Data provided ▸
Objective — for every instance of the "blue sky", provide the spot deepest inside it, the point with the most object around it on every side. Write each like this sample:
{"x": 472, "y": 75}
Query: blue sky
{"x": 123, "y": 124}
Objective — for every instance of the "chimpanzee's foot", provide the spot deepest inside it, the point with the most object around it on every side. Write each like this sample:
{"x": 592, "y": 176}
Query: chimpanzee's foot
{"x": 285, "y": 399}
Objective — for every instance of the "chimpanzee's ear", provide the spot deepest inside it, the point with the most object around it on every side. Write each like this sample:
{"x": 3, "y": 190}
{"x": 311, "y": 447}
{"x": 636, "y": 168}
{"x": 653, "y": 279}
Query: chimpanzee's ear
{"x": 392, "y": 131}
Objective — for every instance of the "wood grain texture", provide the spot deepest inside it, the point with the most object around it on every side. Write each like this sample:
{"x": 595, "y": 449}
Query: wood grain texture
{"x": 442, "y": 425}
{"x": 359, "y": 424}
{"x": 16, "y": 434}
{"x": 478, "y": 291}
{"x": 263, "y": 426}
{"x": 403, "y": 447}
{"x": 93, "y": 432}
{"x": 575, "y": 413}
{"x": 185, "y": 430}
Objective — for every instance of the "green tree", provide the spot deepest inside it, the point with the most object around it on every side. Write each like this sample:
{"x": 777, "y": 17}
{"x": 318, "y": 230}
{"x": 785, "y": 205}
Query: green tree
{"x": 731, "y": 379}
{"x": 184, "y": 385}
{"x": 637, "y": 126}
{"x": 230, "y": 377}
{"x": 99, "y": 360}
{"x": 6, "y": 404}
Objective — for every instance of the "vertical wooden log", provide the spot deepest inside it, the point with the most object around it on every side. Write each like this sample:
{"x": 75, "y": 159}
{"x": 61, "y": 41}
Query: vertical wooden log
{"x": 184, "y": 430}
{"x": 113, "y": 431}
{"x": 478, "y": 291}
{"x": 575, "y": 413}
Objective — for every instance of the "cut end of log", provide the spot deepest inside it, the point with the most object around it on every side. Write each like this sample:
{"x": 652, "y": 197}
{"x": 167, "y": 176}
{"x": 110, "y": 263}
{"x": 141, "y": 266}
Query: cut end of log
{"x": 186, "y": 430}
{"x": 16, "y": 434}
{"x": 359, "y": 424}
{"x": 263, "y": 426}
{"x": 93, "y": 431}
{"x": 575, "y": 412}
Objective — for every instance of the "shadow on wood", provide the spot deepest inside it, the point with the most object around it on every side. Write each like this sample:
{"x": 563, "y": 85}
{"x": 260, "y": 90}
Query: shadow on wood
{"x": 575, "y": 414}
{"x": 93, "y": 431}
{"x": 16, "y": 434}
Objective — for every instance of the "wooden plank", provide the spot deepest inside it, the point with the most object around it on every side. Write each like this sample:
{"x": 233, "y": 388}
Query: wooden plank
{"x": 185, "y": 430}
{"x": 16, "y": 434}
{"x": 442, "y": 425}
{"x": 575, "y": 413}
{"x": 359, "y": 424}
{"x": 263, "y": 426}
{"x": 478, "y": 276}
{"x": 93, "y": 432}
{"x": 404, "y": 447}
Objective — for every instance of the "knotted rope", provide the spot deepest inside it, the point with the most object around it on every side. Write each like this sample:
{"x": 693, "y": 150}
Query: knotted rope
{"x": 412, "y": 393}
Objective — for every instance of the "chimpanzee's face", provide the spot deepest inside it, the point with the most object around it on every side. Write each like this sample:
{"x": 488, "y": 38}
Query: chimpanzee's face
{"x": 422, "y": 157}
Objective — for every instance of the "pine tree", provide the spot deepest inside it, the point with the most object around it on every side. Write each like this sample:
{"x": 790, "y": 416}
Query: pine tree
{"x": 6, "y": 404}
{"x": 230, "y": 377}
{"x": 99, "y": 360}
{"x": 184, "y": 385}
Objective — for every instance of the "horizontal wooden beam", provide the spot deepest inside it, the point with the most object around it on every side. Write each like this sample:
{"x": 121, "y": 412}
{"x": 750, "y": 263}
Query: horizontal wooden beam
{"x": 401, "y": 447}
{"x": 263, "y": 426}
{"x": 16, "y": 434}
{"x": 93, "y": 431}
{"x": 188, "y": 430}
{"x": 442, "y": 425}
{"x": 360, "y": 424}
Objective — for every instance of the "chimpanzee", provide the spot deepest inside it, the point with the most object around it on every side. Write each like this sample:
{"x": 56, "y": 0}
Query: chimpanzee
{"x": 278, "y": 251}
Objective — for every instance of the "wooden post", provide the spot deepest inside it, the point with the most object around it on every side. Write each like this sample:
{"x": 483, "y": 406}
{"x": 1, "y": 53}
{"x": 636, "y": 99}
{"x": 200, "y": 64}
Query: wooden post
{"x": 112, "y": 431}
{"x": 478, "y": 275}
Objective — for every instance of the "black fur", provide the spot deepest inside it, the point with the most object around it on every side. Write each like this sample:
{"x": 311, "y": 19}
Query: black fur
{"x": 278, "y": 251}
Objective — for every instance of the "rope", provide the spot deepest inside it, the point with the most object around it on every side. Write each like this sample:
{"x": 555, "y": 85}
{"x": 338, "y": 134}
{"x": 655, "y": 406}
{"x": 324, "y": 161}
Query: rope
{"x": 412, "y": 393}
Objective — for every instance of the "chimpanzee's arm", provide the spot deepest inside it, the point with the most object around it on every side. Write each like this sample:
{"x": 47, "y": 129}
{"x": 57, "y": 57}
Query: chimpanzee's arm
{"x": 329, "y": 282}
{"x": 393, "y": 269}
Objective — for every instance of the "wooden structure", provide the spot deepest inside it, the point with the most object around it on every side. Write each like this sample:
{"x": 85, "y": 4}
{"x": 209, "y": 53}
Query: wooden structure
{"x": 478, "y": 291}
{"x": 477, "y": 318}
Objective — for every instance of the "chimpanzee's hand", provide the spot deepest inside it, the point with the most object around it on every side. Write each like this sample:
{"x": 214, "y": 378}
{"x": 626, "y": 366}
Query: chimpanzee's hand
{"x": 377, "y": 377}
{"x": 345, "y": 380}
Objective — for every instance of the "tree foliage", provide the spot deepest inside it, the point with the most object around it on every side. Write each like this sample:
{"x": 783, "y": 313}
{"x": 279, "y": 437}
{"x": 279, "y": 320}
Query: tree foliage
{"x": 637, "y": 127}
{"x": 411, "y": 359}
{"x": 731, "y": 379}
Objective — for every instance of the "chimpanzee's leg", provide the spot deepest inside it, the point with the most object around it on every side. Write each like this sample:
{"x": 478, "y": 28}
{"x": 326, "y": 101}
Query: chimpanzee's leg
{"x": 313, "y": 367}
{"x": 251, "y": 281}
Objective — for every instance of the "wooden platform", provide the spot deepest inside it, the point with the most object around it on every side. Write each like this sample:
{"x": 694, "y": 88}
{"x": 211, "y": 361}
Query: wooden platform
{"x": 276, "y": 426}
--
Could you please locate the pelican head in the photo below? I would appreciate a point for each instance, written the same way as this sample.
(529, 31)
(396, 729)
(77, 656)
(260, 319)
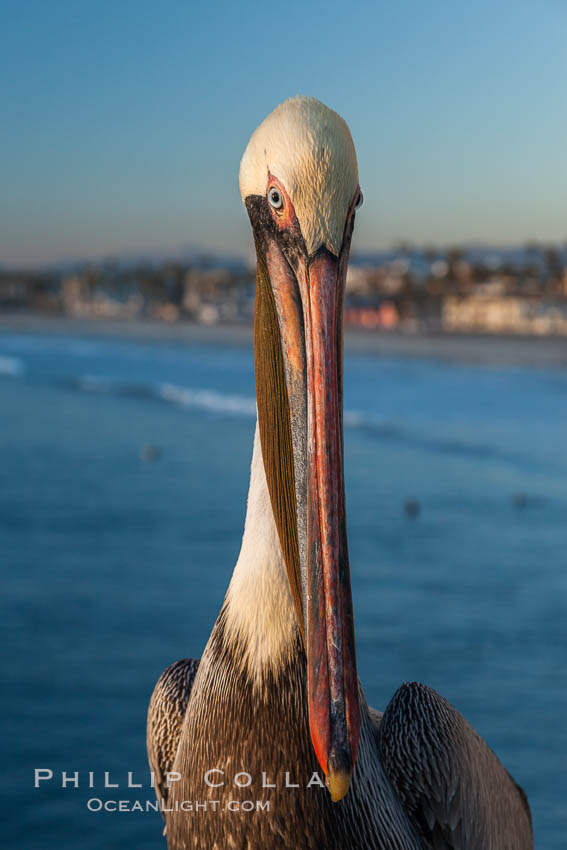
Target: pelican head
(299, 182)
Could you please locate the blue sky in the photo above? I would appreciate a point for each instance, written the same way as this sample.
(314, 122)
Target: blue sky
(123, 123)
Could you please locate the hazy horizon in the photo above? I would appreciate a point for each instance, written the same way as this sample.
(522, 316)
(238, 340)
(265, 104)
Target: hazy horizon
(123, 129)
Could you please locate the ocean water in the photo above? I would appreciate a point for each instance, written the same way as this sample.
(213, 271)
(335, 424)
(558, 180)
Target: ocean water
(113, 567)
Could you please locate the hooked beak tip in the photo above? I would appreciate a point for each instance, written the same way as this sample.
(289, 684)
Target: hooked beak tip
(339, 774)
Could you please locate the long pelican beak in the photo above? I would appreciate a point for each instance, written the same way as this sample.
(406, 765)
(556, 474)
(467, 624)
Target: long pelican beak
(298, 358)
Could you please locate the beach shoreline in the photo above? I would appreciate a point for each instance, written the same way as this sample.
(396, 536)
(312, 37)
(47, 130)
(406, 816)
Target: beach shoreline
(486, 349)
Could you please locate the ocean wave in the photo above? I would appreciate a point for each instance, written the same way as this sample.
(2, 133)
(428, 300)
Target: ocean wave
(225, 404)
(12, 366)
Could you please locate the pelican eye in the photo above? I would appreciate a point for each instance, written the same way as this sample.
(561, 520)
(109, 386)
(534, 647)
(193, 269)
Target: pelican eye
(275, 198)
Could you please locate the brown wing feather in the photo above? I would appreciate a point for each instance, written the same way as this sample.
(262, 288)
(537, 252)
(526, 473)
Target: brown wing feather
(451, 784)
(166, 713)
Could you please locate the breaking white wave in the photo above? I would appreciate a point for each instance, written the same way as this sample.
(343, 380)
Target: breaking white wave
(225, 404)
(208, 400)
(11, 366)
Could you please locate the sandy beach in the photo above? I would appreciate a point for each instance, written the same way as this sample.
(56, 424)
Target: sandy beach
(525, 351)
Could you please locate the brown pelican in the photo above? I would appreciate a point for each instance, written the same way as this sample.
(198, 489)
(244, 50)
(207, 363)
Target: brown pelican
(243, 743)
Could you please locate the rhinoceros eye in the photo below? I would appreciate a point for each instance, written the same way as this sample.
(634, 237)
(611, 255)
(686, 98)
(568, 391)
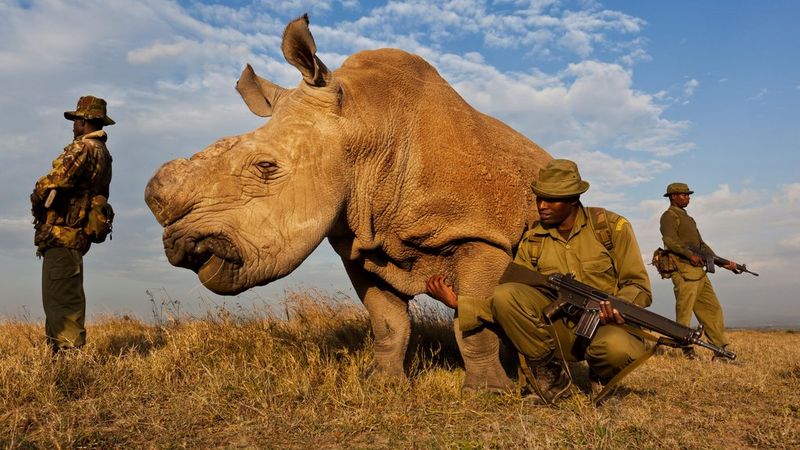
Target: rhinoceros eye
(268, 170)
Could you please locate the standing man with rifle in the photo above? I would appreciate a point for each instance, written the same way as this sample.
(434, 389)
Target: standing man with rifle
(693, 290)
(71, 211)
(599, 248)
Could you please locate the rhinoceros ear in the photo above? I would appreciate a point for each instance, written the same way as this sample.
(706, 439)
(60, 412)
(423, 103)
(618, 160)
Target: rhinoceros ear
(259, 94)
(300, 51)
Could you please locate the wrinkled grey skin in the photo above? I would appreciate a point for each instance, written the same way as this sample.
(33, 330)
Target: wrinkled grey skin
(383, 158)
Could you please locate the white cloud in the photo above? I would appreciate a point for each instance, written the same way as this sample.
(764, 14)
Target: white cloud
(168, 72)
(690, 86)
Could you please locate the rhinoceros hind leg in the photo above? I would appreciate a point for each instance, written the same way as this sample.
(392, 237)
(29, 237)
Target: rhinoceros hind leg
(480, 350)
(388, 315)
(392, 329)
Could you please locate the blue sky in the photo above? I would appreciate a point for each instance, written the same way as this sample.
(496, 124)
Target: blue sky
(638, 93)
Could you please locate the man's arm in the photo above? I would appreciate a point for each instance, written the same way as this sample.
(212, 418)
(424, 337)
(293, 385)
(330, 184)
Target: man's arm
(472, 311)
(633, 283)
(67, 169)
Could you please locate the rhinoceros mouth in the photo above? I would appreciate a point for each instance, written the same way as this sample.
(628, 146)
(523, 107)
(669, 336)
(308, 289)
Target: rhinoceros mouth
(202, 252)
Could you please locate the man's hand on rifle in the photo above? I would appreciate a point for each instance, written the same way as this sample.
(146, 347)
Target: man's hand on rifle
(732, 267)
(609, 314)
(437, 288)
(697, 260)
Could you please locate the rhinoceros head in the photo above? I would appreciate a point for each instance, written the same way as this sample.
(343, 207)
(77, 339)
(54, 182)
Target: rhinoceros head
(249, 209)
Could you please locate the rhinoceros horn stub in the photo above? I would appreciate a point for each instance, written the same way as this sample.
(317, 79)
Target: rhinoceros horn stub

Instruction ▸
Filter the listing above and reproduce every line that contains the string "wing".

Result ▸
Could you please locate the brown wing feather in the photo above? I would appreciate a point for each instance, written the same way as this sample.
Target: brown wing feather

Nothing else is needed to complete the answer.